Reading passage
--------------------------------
Wallace and Jan Olsen, former Senior Research Associate and Director of Mann Library, respectively, conceived the idea of TEEAL in the early 1990s. During their previous travels to developing countries, the Olsens witnessed non-existent, outdated and/or spotty (aka "Swiss cheese") collections of agricultural journals that were the direct result of shrinking library budgets, inconsistent donor funding and increasing subscription costs. Faculty and researchers had access to only print copies of serials that were years, if not decades, out of date, and so often had to conduct a literature review through mailing article requests to colleagues, meaning a thorough review could easily last eighteen months or more. The Olsens believed that long-term improvements in food security and agricultural development would not be possible without giving scientists better access to current research.
While mailing print copies of journals was an impractical and prohibitively expensive solution, and both Internet and local area network access were yet not readily available or reliable in most developing country institutions, compact disc (CD-ROM) media offered an efficient storage and delivery mechanism for hundreds of thousands of full-text articles organized within a database.
The journal titles in TEEAL, considered among the most essential to research and education conducted in the developing world, were first selected by citation analysis and then reviewed by some 600 scholars worldwide. In 1999, the TEEAL Project sold its first "Library in a Box" — 130 journals with 600,000 pages of articles, stored 172 compact discs (CDs) — to the University of Zimbabwe.
In 2005, to keep up with improvements in technology infrastructure in many developing countries, the TEEAL Project introduced a next-generation system that could be operated on a local area network, dubbed LanTEEAL 2.0. Rather than being stored on CDs, the entire database is stored on an external hard drive. LanTEEAL 2.0 has been known simply as TEEAL since the release of an upgraded version in 2009.
The release of the 2012 Update of TEEAL brought with it significant changes. With production of the TEEAL interface being restructured, thanks to the technical staff at Mann Library itself, a redesign of TEEAL was released with the 2012 Update that allowed for much easier installation of TEEAL, including a more robust LAN installation option and a "plug-and-play"-style of installation. These address the issues that were most requested from our subscribers.
The new TEEAL also includes a brand new interface, and the streamlined TEEAL interface is user friendly and simple to use for both searching and browsing. New limiting options also allow for the most fitting results from TEEAL for user research.
As always, annual updates are produced by Mann Library using revenue from sales of TEEAL sets and updates.
- TEEAL: A User Study (PDF, 102KB)
- Dauphiné N, Ochs MA, Joos NK. Bringing scientific literature to the developing world: The Essential Electronic Agricultural Library (TEEAL). Online Information Review 2003;27(1):51-54. doi:10.1108/14684520310462563.
- Vent O. TEEAL and AGORA: Improving Access to Agricultural Journals in Low-Income Countries. Serials Review 2005;31(4):266-269. doi:10.1016/j.serrev.2005.09.009.
- Oduwole AA, Sowole AO. Utilisation and impact of The Essential Electronic Agricultural Database (TEEAL) on library services in a Nigerian university of agriculture. Program 2006;40(2):157 - 167. doi:10.1108/00330330610669271.
--------------------------------
Collected data:

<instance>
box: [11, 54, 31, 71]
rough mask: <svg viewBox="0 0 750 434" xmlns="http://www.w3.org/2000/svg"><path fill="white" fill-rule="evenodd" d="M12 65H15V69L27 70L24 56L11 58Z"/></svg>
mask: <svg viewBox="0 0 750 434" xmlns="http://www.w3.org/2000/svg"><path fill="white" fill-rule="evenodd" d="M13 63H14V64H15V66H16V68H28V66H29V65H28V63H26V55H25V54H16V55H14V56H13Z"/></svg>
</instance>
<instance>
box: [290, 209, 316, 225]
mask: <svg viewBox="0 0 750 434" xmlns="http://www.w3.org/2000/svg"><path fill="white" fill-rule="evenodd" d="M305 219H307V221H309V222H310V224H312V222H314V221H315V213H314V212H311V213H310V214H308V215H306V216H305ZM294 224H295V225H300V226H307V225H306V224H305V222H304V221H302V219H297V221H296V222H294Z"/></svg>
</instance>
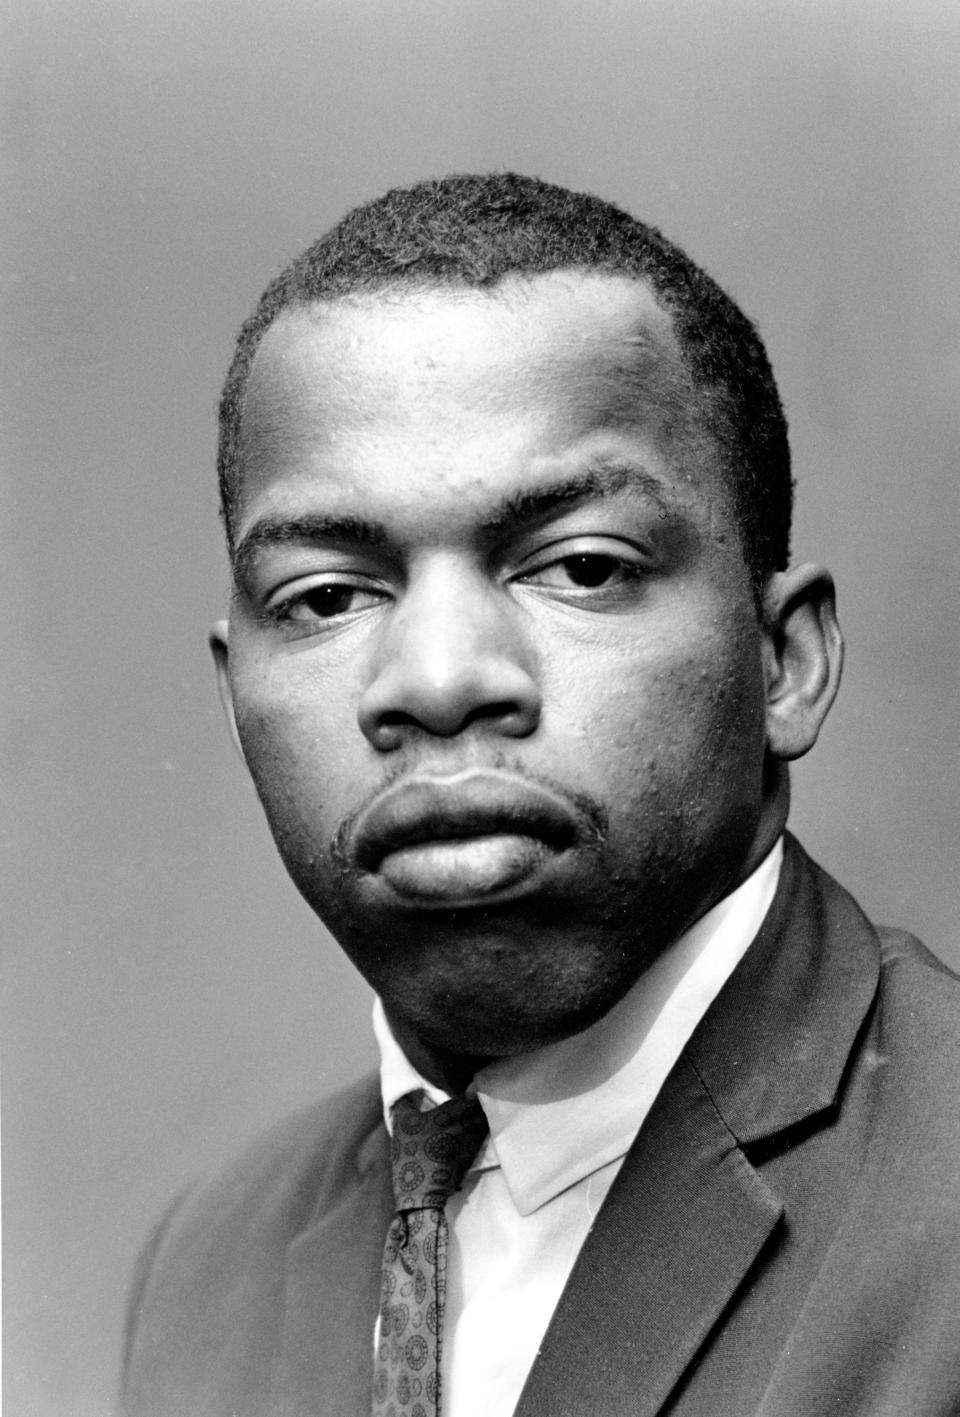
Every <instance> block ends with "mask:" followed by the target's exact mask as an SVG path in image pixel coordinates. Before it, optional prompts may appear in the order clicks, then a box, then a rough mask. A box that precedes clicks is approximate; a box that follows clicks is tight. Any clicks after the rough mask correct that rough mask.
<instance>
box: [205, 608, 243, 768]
mask: <svg viewBox="0 0 960 1417" xmlns="http://www.w3.org/2000/svg"><path fill="white" fill-rule="evenodd" d="M208 643H210V653H211V655H213V662H214V666H216V670H217V689H218V690H220V703H221V704H223V710H224V714H225V716H227V726H228V727H230V735H231V738H233V740H234V747H235V748H237V752H238V754H240V757H241V758H244V750H242V747H241V743H240V734H238V733H237V716H235V713H234V696H233V689H231V686H230V629H228V625H227V621H217V623H216V625H214V626H213V629H211V631H210V635H208ZM245 761H247V760H245V758H244V762H245Z"/></svg>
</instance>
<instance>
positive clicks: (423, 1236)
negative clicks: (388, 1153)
mask: <svg viewBox="0 0 960 1417" xmlns="http://www.w3.org/2000/svg"><path fill="white" fill-rule="evenodd" d="M423 1100H424V1094H423V1093H410V1094H408V1095H407V1097H401V1098H400V1101H398V1102H397V1104H396V1107H394V1108H393V1111H391V1114H390V1115H391V1121H393V1142H391V1161H393V1193H394V1200H396V1204H397V1212H396V1214H394V1217H393V1220H391V1221H390V1230H389V1231H387V1243H386V1246H384V1251H383V1288H381V1294H380V1332H379V1336H377V1352H376V1357H374V1370H373V1417H440V1362H441V1352H442V1314H444V1292H445V1287H447V1219H445V1216H444V1206H445V1204H447V1199H448V1197H450V1196H452V1193H454V1192H455V1190H457V1189H458V1187H459V1185H461V1182H462V1179H464V1176H465V1175H467V1172H468V1169H469V1166H471V1162H472V1161H474V1156H475V1155H476V1152H478V1149H479V1145H481V1142H482V1141H484V1136H485V1135H486V1118H485V1117H484V1112H482V1108H481V1105H479V1102H478V1101H476V1098H475V1097H455V1098H454V1100H452V1101H450V1102H444V1104H442V1107H434V1108H428V1110H427V1111H421V1102H423Z"/></svg>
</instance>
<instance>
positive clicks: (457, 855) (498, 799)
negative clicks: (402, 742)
mask: <svg viewBox="0 0 960 1417" xmlns="http://www.w3.org/2000/svg"><path fill="white" fill-rule="evenodd" d="M579 833H580V822H579V816H577V813H576V811H574V809H573V806H571V805H570V803H567V802H566V801H564V799H563V798H560V796H559V795H556V794H554V792H552V791H549V789H546V788H543V786H540V785H536V784H530V782H528V781H525V779H522V778H516V777H513V775H510V774H502V772H468V774H459V775H457V777H444V778H434V777H421V778H408V779H406V781H404V782H401V784H398V785H397V786H394V788H390V789H389V791H387V792H384V794H383V795H381V796H380V798H377V799H376V801H374V802H373V803H372V806H370V808H367V811H366V812H364V813H362V816H360V819H359V822H357V823H356V829H355V833H353V843H352V847H353V850H352V853H350V854H352V856H353V862H355V866H356V867H359V870H362V871H367V873H372V874H377V876H380V877H383V880H384V881H386V883H387V884H389V886H390V887H391V888H393V891H394V893H396V894H398V896H401V897H407V898H411V900H420V901H424V903H430V901H435V903H438V904H440V903H462V901H469V900H472V898H479V900H482V898H485V897H489V896H491V894H496V893H499V891H503V890H509V888H512V887H515V886H518V884H520V883H522V881H525V880H529V879H530V877H532V876H535V874H536V871H537V870H539V867H540V866H542V864H543V863H545V860H547V859H549V857H550V856H552V854H554V853H560V852H564V850H566V849H567V847H570V846H571V845H573V843H574V842H576V839H577V836H579Z"/></svg>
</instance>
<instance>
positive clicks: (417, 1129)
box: [390, 1093, 486, 1210]
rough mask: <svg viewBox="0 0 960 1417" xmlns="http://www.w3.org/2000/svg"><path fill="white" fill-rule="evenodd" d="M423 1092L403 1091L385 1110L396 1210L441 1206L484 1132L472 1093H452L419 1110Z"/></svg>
mask: <svg viewBox="0 0 960 1417" xmlns="http://www.w3.org/2000/svg"><path fill="white" fill-rule="evenodd" d="M423 1095H424V1094H423V1093H408V1094H407V1095H406V1097H401V1098H400V1101H398V1102H397V1104H396V1105H394V1107H393V1110H391V1112H390V1117H391V1121H393V1145H391V1159H393V1195H394V1200H396V1203H397V1210H423V1209H437V1210H442V1209H444V1206H445V1204H447V1200H448V1197H450V1196H452V1193H454V1192H455V1190H457V1189H458V1187H459V1183H461V1182H462V1179H464V1176H465V1175H467V1172H468V1170H469V1166H471V1162H472V1161H474V1158H475V1156H476V1152H478V1151H479V1145H481V1142H482V1141H484V1136H485V1135H486V1118H485V1117H484V1108H482V1107H481V1105H479V1102H478V1100H476V1098H475V1097H454V1098H452V1100H451V1101H450V1102H444V1104H442V1105H441V1107H432V1108H428V1110H427V1111H425V1112H421V1111H420V1098H421V1097H423Z"/></svg>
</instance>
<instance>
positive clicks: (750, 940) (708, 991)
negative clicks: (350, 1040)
mask: <svg viewBox="0 0 960 1417" xmlns="http://www.w3.org/2000/svg"><path fill="white" fill-rule="evenodd" d="M781 860H783V843H781V842H777V845H776V846H774V849H773V850H771V852H770V854H769V856H767V857H766V859H764V860H763V862H761V863H760V866H759V867H757V869H756V870H754V871H753V874H752V876H750V877H749V879H747V880H746V881H743V884H742V886H739V887H737V890H735V891H733V893H732V894H730V896H727V897H726V898H725V900H722V901H720V903H719V904H718V905H715V907H713V908H712V910H710V911H708V914H706V915H703V918H702V920H699V921H698V922H696V924H695V925H693V927H692V928H691V930H688V931H686V934H685V935H681V938H679V939H678V941H676V942H675V944H674V945H671V948H669V949H666V951H665V952H664V954H662V955H661V956H659V958H658V959H657V961H655V962H654V964H652V965H651V966H649V969H647V971H645V973H644V975H642V976H641V978H640V979H638V982H637V983H635V985H634V988H632V989H631V990H630V993H627V995H625V996H624V998H623V999H621V1000H620V1003H617V1005H615V1006H614V1007H613V1009H611V1010H610V1012H608V1013H607V1015H604V1017H603V1019H600V1020H598V1022H597V1023H594V1024H593V1026H591V1027H588V1029H584V1032H583V1033H577V1034H574V1037H571V1039H563V1040H562V1041H560V1043H552V1044H549V1046H546V1047H543V1049H539V1050H537V1051H536V1053H528V1054H522V1056H520V1057H512V1058H503V1060H502V1061H498V1063H493V1064H491V1066H489V1067H486V1068H482V1071H479V1073H478V1074H476V1077H475V1080H474V1088H475V1090H476V1094H478V1097H479V1100H481V1104H482V1107H484V1111H485V1114H486V1118H488V1121H489V1128H491V1129H489V1136H488V1139H486V1142H485V1144H484V1146H482V1148H481V1152H479V1155H478V1158H476V1161H475V1162H474V1165H472V1168H471V1169H469V1172H468V1175H467V1179H465V1180H464V1185H462V1187H461V1190H459V1192H457V1193H455V1195H454V1196H451V1199H450V1202H448V1203H447V1219H448V1227H450V1240H448V1270H447V1301H445V1312H444V1346H442V1373H441V1382H442V1394H444V1397H442V1404H444V1417H510V1414H512V1413H513V1408H515V1407H516V1403H518V1399H519V1396H520V1390H522V1387H523V1383H525V1382H526V1376H528V1373H529V1370H530V1367H532V1365H533V1360H535V1357H536V1353H537V1349H539V1346H540V1340H542V1339H543V1333H545V1332H546V1328H547V1323H549V1322H550V1316H552V1314H553V1309H554V1308H556V1304H557V1299H559V1298H560V1294H562V1291H563V1287H564V1284H566V1281H567V1278H569V1275H570V1270H571V1268H573V1263H574V1260H576V1257H577V1254H579V1251H580V1247H581V1244H583V1241H584V1240H586V1237H587V1231H588V1230H590V1226H591V1224H593V1220H594V1217H596V1214H597V1212H598V1209H600V1206H601V1204H603V1202H604V1197H605V1195H607V1192H608V1190H610V1186H611V1183H613V1179H614V1176H615V1175H617V1172H618V1170H620V1166H621V1162H623V1159H624V1156H625V1153H627V1151H628V1148H630V1145H631V1142H632V1139H634V1136H635V1135H637V1131H638V1129H640V1127H641V1124H642V1121H644V1118H645V1117H647V1114H648V1111H649V1108H651V1107H652V1104H654V1100H655V1097H657V1094H658V1093H659V1090H661V1087H662V1085H664V1083H665V1081H666V1076H668V1074H669V1071H671V1068H672V1067H674V1064H675V1063H676V1060H678V1057H679V1054H681V1053H682V1050H683V1047H685V1044H686V1041H688V1040H689V1037H691V1034H692V1033H693V1030H695V1027H696V1024H698V1023H699V1022H701V1019H702V1017H703V1015H705V1013H706V1010H708V1009H709V1006H710V1003H712V1002H713V999H715V998H716V995H718V993H719V992H720V989H722V986H723V983H725V982H726V979H727V978H729V975H730V973H732V972H733V969H735V968H736V965H737V964H739V961H740V959H742V958H743V955H744V954H746V951H747V948H749V945H750V944H752V941H753V938H754V937H756V934H757V931H759V928H760V924H761V922H763V917H764V915H766V913H767V910H769V908H770V903H771V901H773V896H774V891H776V888H777V880H778V876H780V864H781ZM373 1027H374V1033H376V1036H377V1043H379V1044H380V1056H381V1067H380V1078H381V1088H383V1107H384V1117H386V1119H387V1125H390V1107H391V1105H393V1104H394V1102H396V1101H397V1098H400V1097H403V1095H404V1093H410V1091H413V1090H414V1088H423V1090H424V1091H425V1093H427V1097H428V1098H430V1100H431V1101H432V1102H434V1104H440V1102H444V1101H447V1100H448V1094H447V1093H444V1091H441V1090H440V1088H437V1087H434V1085H432V1084H431V1083H427V1081H425V1080H424V1078H423V1077H421V1076H420V1074H418V1073H417V1070H415V1068H414V1067H413V1066H411V1064H410V1061H408V1060H407V1057H406V1056H404V1053H403V1051H401V1049H400V1046H398V1043H397V1041H396V1039H394V1037H393V1033H391V1032H390V1026H389V1024H387V1020H386V1016H384V1012H383V1006H381V1003H380V1000H379V999H377V1000H376V1003H374V1010H373ZM471 1090H472V1088H471Z"/></svg>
--------------------------------
Things to do
a – Return the stretch of the TEEAL history from "In 2005, to" through "version in 2009.", copied word for word.
b – According to the TEEAL history, which institution bought the first "Library in a Box" in 1999?
c – Do these statements agree with the TEEAL history? Answer yes or no for each, and quote the words of the text that decide it.
(i) LanTEEAL 2.0 kept its database on an external hard drive.
(ii) The journal titles were reviewed by about 60 scholars worldwide.
(iii) Annual updates are paid for with donor grants.

Exercise responses
a –
In 2005, to keep up with improvements in technology infrastructure in many developing countries, the TEEAL Project introduced a next-generation system that could be operated on a local area network, dubbed LanTEEAL 2.0. Rather than being stored on CDs, the entire database is stored on an external hard drive. LanTEEAL 2.0 has been known simply as TEEAL since the release of an upgraded version in 2009.

b – The University of Zimbabwe.

c –
(i) Yes: "Rather than being stored on CDs, the entire database is stored on an external hard drive."
(ii) No: "reviewed by some 600 scholars worldwide"
(iii) No: "annual updates are produced by Mann Library using revenue from sales of TEEAL sets and updates"